▶ [Bloc de texte]
# # # # # # #
En 2016, à l’époque où Mariam quittait Abidjan, la Côte d’Ivoire était devenue un gros émetteur d’immigration clandestine. Ils passaient par les pays d’Afrique du Nord ou du Moyen orient dont la destination finale rêvée était l’Europe. Un rapport de la police italienne de l’immigration indiquait que le tiers des immigrants qui arrivent chaque mois vers l’Italie étaient Ivoiriens. Depuis, le gouvernement organise le rapatriement de ses ressortissants en difficultés dans plusieurs pays en collaboration avec l’OIM.      

A leur retour, les ex-migrants sont enregistrés et ont droit à quelques pécules avant de regagner leurs familles respectives. « Notre groupe venu du Koweït n’a bénéficié d’aucun soutien de l’Etat après notre retour. Et nous n‘avons pas été enregistrées par l’OIM », explique-t-elle.
# # # # # # #
▶ [À faire]
1. Répondez à ces questions d'après le bloc de texte :
(a) En quelle année Mariam quittait-elle Abidjan ?
(b) Selon le rapport de la police italienne de l'immigration, quelle part des immigrants arrivant chaque mois en Italie était ivoirienne ?
(c) De quel pays venait le groupe de Mariam ?
2. Pour chaque affirmation, dites si elle concorde avec le bloc de texte, par oui ou non, en citant les mots qui tranchent :
(a) Le gouvernement ivoirien organise le rapatriement de ses ressortissants en collaboration avec l'OIM.
(b) Le groupe venu du Koweït a été enregistré par l'OIM.
(c) Les ex-migrants ont droit à quelques pécules avant de regagner leurs familles.

▶ [Extrait de données]
# # # # # # #
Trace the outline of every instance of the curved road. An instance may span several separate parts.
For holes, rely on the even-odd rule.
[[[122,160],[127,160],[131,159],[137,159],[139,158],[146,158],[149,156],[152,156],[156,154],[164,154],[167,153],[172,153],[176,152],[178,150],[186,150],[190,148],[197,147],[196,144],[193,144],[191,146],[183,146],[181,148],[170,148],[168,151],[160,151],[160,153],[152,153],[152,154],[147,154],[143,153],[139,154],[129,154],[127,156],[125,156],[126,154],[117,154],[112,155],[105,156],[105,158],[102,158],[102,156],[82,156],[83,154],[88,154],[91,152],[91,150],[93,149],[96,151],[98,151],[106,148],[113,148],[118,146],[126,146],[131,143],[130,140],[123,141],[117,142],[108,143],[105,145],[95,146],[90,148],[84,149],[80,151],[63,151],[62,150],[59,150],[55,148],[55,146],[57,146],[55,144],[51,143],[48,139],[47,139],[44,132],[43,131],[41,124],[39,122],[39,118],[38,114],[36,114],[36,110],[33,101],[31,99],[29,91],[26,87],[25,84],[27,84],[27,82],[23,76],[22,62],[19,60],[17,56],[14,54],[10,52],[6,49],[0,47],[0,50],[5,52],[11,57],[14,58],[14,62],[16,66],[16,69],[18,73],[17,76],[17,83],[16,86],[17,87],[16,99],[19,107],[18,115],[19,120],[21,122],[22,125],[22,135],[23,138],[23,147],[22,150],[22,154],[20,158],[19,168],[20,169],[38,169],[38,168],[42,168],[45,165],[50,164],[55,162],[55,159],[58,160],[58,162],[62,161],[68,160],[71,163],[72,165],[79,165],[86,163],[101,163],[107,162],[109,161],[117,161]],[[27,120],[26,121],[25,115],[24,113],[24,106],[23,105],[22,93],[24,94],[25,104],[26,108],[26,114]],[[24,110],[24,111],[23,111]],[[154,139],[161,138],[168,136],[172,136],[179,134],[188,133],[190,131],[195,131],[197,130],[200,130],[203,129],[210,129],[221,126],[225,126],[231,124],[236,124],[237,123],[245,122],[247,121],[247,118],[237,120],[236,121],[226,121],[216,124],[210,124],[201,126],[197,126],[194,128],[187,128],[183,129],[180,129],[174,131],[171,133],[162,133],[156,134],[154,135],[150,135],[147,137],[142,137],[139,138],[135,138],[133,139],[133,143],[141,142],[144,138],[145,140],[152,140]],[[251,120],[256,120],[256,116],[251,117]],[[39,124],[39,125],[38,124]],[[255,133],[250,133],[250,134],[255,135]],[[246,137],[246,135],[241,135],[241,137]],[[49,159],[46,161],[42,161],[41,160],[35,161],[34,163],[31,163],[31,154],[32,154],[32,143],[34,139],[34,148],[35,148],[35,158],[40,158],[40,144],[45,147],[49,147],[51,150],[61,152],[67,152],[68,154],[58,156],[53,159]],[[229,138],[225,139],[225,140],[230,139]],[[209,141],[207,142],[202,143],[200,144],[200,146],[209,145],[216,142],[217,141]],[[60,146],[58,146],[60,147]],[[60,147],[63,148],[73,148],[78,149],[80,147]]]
# # # # # # #
▶ [Réponses dans l'ordre]
1.
(a) En 2016.
(b) Le tiers.
(c) Du Koweït.

2.
(a) Oui : « le gouvernement organise le rapatriement de ses ressortissants en difficultés dans plusieurs pays en collaboration avec l’OIM ».
(b) Non : « Et nous n‘avons pas été enregistrées par l’OIM ».
(c) Oui : « les ex-migrants sont enregistrés et ont droit à quelques pécules avant de regagner leurs familles respectives ».